They Do It with Mirrors, the second mystery Agatha left for Cork in 1951, also alluded to the theme of maternal love and to the possessiveness which, Agatha believed, was even more strongly felt by women, not themselves mothers, towards children for whom they assumed responsibility. It took up, too, another thought which had always interested her, the nature of reality and illusion. Part of the story deals with preparations for the production of a play (The Nile at Sunset) by the various inhabitants of a school for rehabilitating juvenile delinquents. In Agatha’s description, not only are some of these children confused about their identity and motivation, but the adults who look after them are for the most part equally muddled, though to themselves their theories and objectives are crystal clear. ‘The illusion is in the eye of the beholder,’ as one of the characters, a theatrical designer, says. His remarks give Miss Marple the clue to solving the mystery. The theatricality of the crime has bemused them all: ‘This is a stage scene,’ she realises, ‘only cardboard and canvas and wood.’ Miss Marple sees how illusion is created: ‘Bowls of goldfish, yards of coloured ribbon … vanishing ladies … all the panoply and misdirection of the conjuror’s art.’ Agatha, so cunning at misleading her readers, constructing a narrative to convey distracting information, spoke here through Miss Marple, and in this novel again revealed her fascination with the suspension of disbelief that can be produced on the stage. ‘They do it with mirrors’ is an expression used to explain how magicians perform their sleight of hand. It is also an apt phrase to describe Agatha’s work; much of it concerned mirrors, looking glasses, window panes, which, like the rivers she loved and by which she lived, refracted as well as reflected. A pity, then, that in America They Do It with Mirrors was considered too puzzling a title and Murder with Mirrors used instead. It completely missed the point.

──────

**REQUESTS**
[1] Answer these about the excerpt on They Do It with Mirrors:
(a) What is the title of the play being prepared at the school?
(b) What profession does the character who says "The illusion is in the eye of the beholder" have?
(c) Under what title was the novel published in America?
[2] Extend the excerpt on They Do It with Mirrors with one more paragraph, picking up after its final sentence.
The material after this passage plays no part here.

**DATA EXTRACT**

──────

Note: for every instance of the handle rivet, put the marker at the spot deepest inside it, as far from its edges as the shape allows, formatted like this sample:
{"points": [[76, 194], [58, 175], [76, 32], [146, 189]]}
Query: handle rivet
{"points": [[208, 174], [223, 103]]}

──────

**TASK RESULTS**
[1]
(a) The Nile at Sunset
(b) A theatrical designer
(c) Murder with Mirrors

[2]
Agatha’s affection for Peter Saunders was in part for a fellow-illusionist, an ingenious theatrical producer who was also skilled at attracting attention by tricks of publicity – anniversary parties, special performances, press stories about the cast – in which the quickness of the hand deceived the eye. In the summer of 1951 she finished a piece of work which was to give his gift for advertisement its fullest scope, the adaptation for the stage of her story Three Blind Mice. The original radio play of 1947, which had been very short, had since been a great success in America, and Agatha had been pursued by American film companies for the rights, though she had not permitted Cork to negotiate. Now she expanded the play, calling it The Mousetrap, a title supplied by Rosalind’s husband Anthony. On seeing the play, Saunders was delighted. He declared that, if he could find a theatre, it would be produced in 1952. Agatha, pleased, asked Cork to look out another effort, an old play adapted from The Secret of Chimneys, which, she reminded him, ‘was going to be done at the Embassy’ and was ‘all about oil concessions’. This had never been produced. Cork, however, put that script aside, pressing rather for another ‘Mary Westmacott’. Agatha promised that something would be coming but, apart from the book based on A Daughter’s a Daughter, there was to be nothing more from that author for a year or two. Instead, she sent for copies of the American edition of ‘Witness for the Prosecution’ and brooded about dramatising that.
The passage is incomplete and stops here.